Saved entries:

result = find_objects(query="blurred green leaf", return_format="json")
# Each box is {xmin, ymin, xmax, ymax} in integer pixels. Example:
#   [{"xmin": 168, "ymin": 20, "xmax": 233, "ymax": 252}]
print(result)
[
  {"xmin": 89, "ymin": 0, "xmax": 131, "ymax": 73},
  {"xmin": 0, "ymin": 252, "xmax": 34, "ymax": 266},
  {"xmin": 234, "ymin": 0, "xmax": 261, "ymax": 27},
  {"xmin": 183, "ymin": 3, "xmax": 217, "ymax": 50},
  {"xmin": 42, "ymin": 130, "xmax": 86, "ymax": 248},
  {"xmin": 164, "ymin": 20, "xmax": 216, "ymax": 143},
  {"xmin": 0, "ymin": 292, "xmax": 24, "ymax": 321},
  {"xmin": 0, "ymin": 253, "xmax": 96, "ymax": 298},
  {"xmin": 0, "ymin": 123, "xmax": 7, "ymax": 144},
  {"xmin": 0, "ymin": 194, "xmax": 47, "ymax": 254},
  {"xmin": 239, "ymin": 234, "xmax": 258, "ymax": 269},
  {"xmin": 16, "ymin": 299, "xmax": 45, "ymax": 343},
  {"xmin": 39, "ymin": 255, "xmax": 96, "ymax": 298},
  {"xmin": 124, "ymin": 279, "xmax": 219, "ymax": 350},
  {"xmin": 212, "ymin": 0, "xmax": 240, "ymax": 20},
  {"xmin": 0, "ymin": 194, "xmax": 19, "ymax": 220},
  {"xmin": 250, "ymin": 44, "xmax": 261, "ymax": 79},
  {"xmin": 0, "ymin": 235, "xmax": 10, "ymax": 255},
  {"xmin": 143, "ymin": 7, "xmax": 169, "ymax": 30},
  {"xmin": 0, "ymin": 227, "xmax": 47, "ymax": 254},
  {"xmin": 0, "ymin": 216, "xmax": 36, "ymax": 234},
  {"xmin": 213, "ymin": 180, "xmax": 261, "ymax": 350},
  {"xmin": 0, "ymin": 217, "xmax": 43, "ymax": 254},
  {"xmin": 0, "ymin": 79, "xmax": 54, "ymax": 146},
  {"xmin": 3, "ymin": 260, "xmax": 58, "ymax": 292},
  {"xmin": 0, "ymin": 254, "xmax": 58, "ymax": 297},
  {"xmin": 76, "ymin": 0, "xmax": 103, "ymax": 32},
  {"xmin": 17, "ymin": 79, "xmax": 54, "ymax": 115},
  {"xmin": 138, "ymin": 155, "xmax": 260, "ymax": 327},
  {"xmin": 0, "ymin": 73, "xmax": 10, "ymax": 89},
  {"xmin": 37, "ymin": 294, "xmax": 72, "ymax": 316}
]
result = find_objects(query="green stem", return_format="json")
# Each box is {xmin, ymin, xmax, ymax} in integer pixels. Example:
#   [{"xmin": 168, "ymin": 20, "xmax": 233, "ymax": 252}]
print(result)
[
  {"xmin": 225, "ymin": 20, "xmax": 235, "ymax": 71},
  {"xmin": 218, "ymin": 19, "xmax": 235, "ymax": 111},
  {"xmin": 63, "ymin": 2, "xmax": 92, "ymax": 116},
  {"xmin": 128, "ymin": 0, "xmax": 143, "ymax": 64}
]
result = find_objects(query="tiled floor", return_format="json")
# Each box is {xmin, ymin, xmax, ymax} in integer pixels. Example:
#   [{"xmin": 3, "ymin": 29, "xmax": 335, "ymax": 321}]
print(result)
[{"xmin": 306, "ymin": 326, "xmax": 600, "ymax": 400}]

_Problem requirements_
Starting at the first entry and ending at the last, reproduce each one exactly.

_Your solution_
result = find_objects(query="blurred green leaf", return_format="json")
# Each box is {xmin, ymin, xmax, ymax} in integer pixels. Example:
#   [{"xmin": 168, "ymin": 20, "xmax": 233, "ymax": 252}]
print(result)
[
  {"xmin": 89, "ymin": 0, "xmax": 131, "ymax": 73},
  {"xmin": 0, "ymin": 252, "xmax": 34, "ymax": 266},
  {"xmin": 234, "ymin": 0, "xmax": 261, "ymax": 27},
  {"xmin": 183, "ymin": 3, "xmax": 217, "ymax": 50},
  {"xmin": 42, "ymin": 130, "xmax": 86, "ymax": 248},
  {"xmin": 164, "ymin": 20, "xmax": 216, "ymax": 143},
  {"xmin": 0, "ymin": 292, "xmax": 24, "ymax": 321},
  {"xmin": 0, "ymin": 253, "xmax": 96, "ymax": 298},
  {"xmin": 0, "ymin": 123, "xmax": 7, "ymax": 144},
  {"xmin": 0, "ymin": 194, "xmax": 47, "ymax": 254},
  {"xmin": 239, "ymin": 234, "xmax": 258, "ymax": 269},
  {"xmin": 16, "ymin": 299, "xmax": 45, "ymax": 343},
  {"xmin": 39, "ymin": 255, "xmax": 96, "ymax": 298},
  {"xmin": 124, "ymin": 279, "xmax": 219, "ymax": 350},
  {"xmin": 212, "ymin": 0, "xmax": 240, "ymax": 20},
  {"xmin": 0, "ymin": 194, "xmax": 19, "ymax": 220},
  {"xmin": 250, "ymin": 44, "xmax": 261, "ymax": 79},
  {"xmin": 0, "ymin": 235, "xmax": 10, "ymax": 255},
  {"xmin": 143, "ymin": 7, "xmax": 169, "ymax": 30},
  {"xmin": 0, "ymin": 227, "xmax": 47, "ymax": 254},
  {"xmin": 0, "ymin": 216, "xmax": 36, "ymax": 234},
  {"xmin": 213, "ymin": 180, "xmax": 261, "ymax": 350},
  {"xmin": 0, "ymin": 217, "xmax": 43, "ymax": 254},
  {"xmin": 0, "ymin": 79, "xmax": 54, "ymax": 146},
  {"xmin": 3, "ymin": 260, "xmax": 58, "ymax": 292},
  {"xmin": 0, "ymin": 254, "xmax": 58, "ymax": 297},
  {"xmin": 76, "ymin": 0, "xmax": 103, "ymax": 32},
  {"xmin": 17, "ymin": 79, "xmax": 54, "ymax": 115},
  {"xmin": 138, "ymin": 155, "xmax": 260, "ymax": 327},
  {"xmin": 0, "ymin": 73, "xmax": 10, "ymax": 89},
  {"xmin": 37, "ymin": 294, "xmax": 72, "ymax": 316}
]
result = find_objects(query="green stem", return_format="json")
# Each box is {xmin, ymin, xmax, ymax} in integer pixels. Example:
#   [{"xmin": 168, "ymin": 20, "xmax": 233, "ymax": 252}]
print(result)
[
  {"xmin": 225, "ymin": 20, "xmax": 235, "ymax": 71},
  {"xmin": 218, "ymin": 19, "xmax": 235, "ymax": 111},
  {"xmin": 63, "ymin": 2, "xmax": 92, "ymax": 116},
  {"xmin": 128, "ymin": 0, "xmax": 143, "ymax": 64}
]
result = find_objects(query="tiled floor", return_format="json")
# Each box is {xmin, ymin, xmax, ymax} in integer pixels. Example:
#   [{"xmin": 3, "ymin": 29, "xmax": 335, "ymax": 321}]
print(result)
[{"xmin": 306, "ymin": 326, "xmax": 600, "ymax": 400}]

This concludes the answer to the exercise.